Please report each line in the rows below that contains the word "before", copying every such line in full.

(Collection entries)
◇ ◇ ◇ ◇ ◇ ◇ ◇
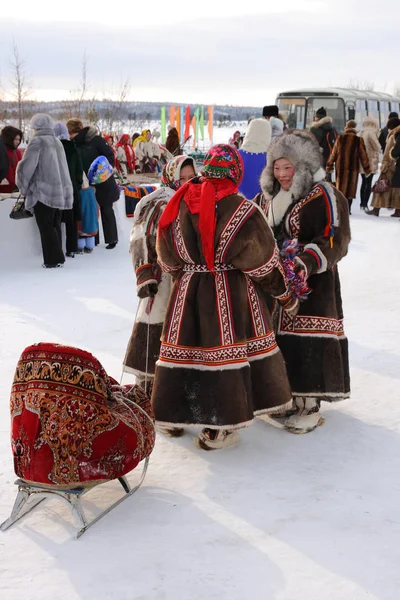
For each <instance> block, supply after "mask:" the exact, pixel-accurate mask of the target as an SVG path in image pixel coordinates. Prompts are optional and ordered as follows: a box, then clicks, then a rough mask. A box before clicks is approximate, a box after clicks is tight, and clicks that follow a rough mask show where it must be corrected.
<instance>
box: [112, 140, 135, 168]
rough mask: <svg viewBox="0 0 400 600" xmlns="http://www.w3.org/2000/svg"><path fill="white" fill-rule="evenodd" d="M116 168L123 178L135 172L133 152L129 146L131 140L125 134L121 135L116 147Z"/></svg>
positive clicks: (132, 148) (134, 164) (129, 144)
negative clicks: (123, 177) (120, 136)
mask: <svg viewBox="0 0 400 600" xmlns="http://www.w3.org/2000/svg"><path fill="white" fill-rule="evenodd" d="M116 166H117V169H118V171H119V172H120V173H122V175H123V176H124V177H126V176H127V175H128V174H131V173H134V172H135V166H136V157H135V152H134V151H133V148H132V146H131V138H130V136H129V135H128V134H127V133H124V134H123V135H121V137H120V140H119V142H118V144H117V146H116Z"/></svg>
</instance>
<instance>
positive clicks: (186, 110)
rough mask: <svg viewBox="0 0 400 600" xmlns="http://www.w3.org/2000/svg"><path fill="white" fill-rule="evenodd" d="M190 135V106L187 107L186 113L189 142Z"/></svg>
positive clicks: (186, 135) (186, 120)
mask: <svg viewBox="0 0 400 600" xmlns="http://www.w3.org/2000/svg"><path fill="white" fill-rule="evenodd" d="M189 135H190V106H187V107H186V112H185V140H187V138H188V137H189Z"/></svg>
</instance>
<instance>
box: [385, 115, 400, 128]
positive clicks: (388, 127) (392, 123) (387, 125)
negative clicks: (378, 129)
mask: <svg viewBox="0 0 400 600" xmlns="http://www.w3.org/2000/svg"><path fill="white" fill-rule="evenodd" d="M399 125H400V119H399V118H398V117H392V118H391V119H389V121H388V123H387V128H388V129H390V131H392V130H393V129H396V127H398V126H399Z"/></svg>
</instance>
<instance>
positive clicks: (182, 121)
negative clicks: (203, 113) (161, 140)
mask: <svg viewBox="0 0 400 600" xmlns="http://www.w3.org/2000/svg"><path fill="white" fill-rule="evenodd" d="M180 111H181V142H184V141H185V137H184V135H183V134H184V133H185V109H184V107H183V106H182V108H181V109H180Z"/></svg>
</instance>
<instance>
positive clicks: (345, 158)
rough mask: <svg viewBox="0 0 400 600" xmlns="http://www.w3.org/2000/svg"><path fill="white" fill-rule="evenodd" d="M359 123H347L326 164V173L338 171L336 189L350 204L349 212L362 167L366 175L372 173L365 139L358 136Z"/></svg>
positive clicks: (363, 171)
mask: <svg viewBox="0 0 400 600" xmlns="http://www.w3.org/2000/svg"><path fill="white" fill-rule="evenodd" d="M356 128H357V123H356V121H353V120H350V121H348V122H347V123H346V128H345V130H344V134H343V135H339V136H338V138H337V140H336V142H335V145H334V147H333V150H332V153H331V155H330V157H329V160H328V162H327V163H326V172H327V173H332V172H333V167H335V171H336V187H337V189H338V190H339V191H340V192H342V194H343V196H345V197H346V198H347V200H348V202H349V212H350V213H351V205H352V202H353V199H354V198H355V197H356V195H357V185H358V175H359V173H360V165H361V166H362V168H363V172H364V173H365V175H367V176H368V175H369V174H370V173H371V167H370V164H369V159H368V154H367V150H366V148H365V143H364V140H363V138H361V137H358V135H357V129H356Z"/></svg>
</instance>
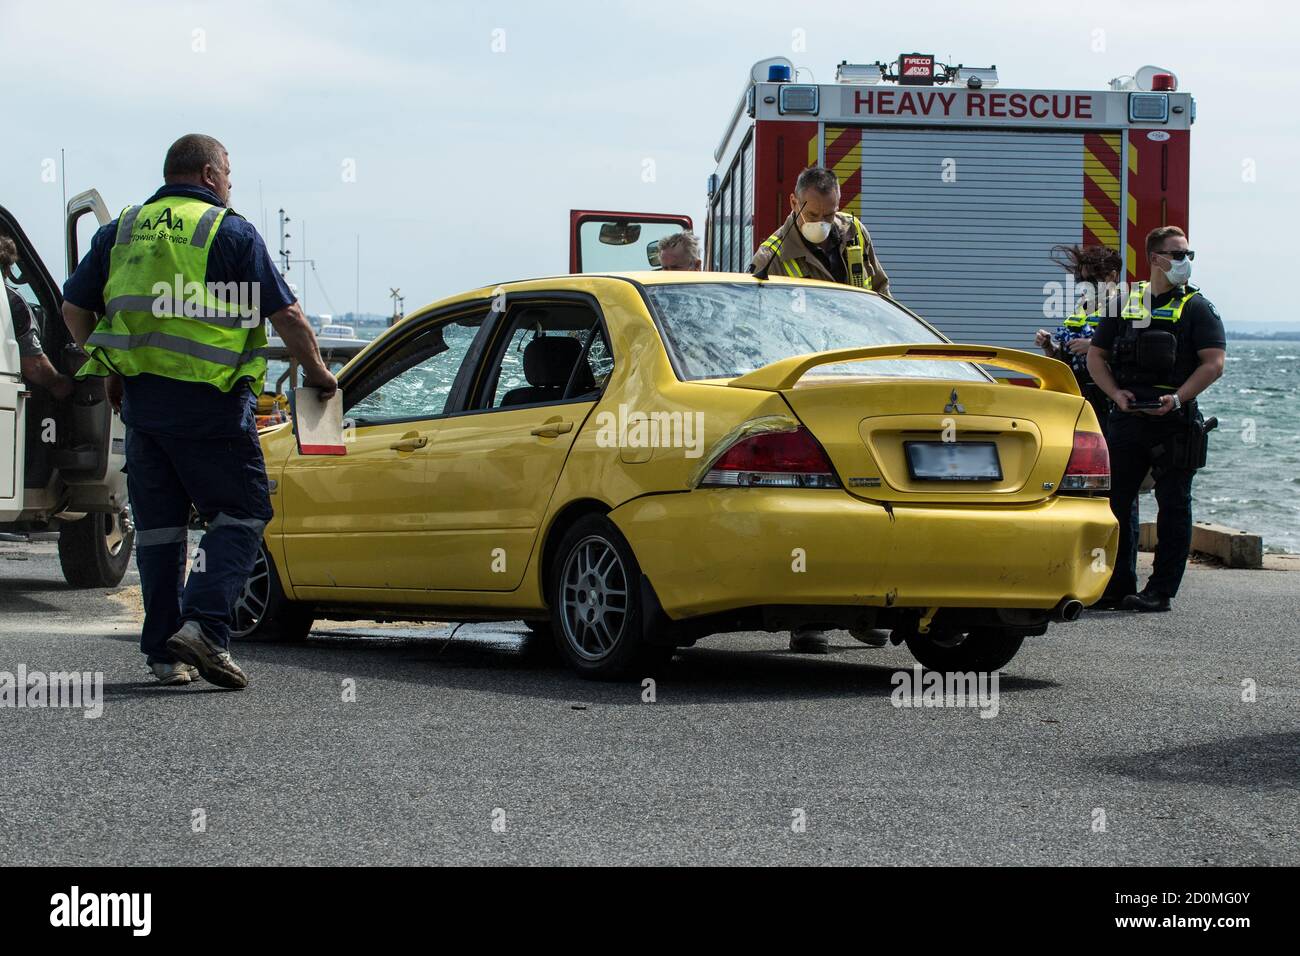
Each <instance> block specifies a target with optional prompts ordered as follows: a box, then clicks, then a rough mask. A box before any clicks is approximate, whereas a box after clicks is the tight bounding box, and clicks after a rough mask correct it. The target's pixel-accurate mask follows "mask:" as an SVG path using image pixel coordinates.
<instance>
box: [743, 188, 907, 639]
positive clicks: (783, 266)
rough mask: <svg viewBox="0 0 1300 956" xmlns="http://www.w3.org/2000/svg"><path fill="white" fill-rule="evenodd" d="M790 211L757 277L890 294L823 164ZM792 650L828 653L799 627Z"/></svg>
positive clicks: (761, 249) (861, 637) (770, 246)
mask: <svg viewBox="0 0 1300 956" xmlns="http://www.w3.org/2000/svg"><path fill="white" fill-rule="evenodd" d="M789 202H790V215H789V216H788V217H787V220H785V222H783V224H781V228H780V229H777V230H776V232H775V233H772V234H771V235H770V237H767V239H766V241H764V242H763V245H762V246H759V247H758V251H757V252H754V259H753V261H751V263H750V267H749V271H750V272H753V273H757V274H761V276H768V274H772V273H775V274H783V276H789V277H790V278H820V280H824V281H828V282H842V284H845V285H852V286H857V287H859V289H871V290H872V291H876V293H880V294H881V295H888V294H889V277H888V276H887V274H885V271H884V267H881V265H880V260H879V259H878V258H876V250H875V246H872V245H871V235H870V234H868V233H867V230H866V228H865V226H863V225H862V222H861V221H859V220H858V217H857V216H854V215H852V213H848V212H840V181H839V179H837V178H836V176H835V173H832V172H831V170H829V169H826V168H823V166H809V168H807V169H805V170H803V172H802V173H800V178H798V179H796V181H794V191H793V193H792V194H790V200H789ZM849 633H850V635H853V637H854V639H857V640H859V641H862V643H863V644H867V645H870V646H874V648H880V646H884V645H885V643H887V641H888V640H889V635H888V633H885V632H884V631H879V630H872V628H850V631H849ZM790 650H794V652H798V653H802V654H827V653H829V652H831V639H829V633H828V632H827V631H822V630H816V628H800V630H796V631H792V632H790Z"/></svg>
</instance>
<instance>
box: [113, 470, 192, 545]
mask: <svg viewBox="0 0 1300 956" xmlns="http://www.w3.org/2000/svg"><path fill="white" fill-rule="evenodd" d="M127 467H130V466H127ZM187 535H188V529H187V528H148V529H142V528H136V529H135V546H136V548H156V546H157V545H178V544H185V541H186V537H187Z"/></svg>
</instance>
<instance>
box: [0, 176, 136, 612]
◇ ◇ ◇ ◇ ◇ ◇ ◇
• Response area:
For each <instance> block, supply after "mask:" the exact, pixel-accurate mask of the target as an SVG path in image pixel coordinates. Prompts are optional and ordered as follows: a box, then clicks, then a rough mask. A box before clicks is approximate, a box after clicks is tight, and clicks that follow a rough mask show where it must be corrected.
Each <instance> block specifies a target with optional prompts ordered as follows: a box, then clicks, then a rough mask. A box before any clicks is approximate, whereas a box after clicks is the tight bounding box, and clicks after a rough mask correct it. The target's pixel-accurate mask follows "mask:" as an SVG path using image pixel coordinates.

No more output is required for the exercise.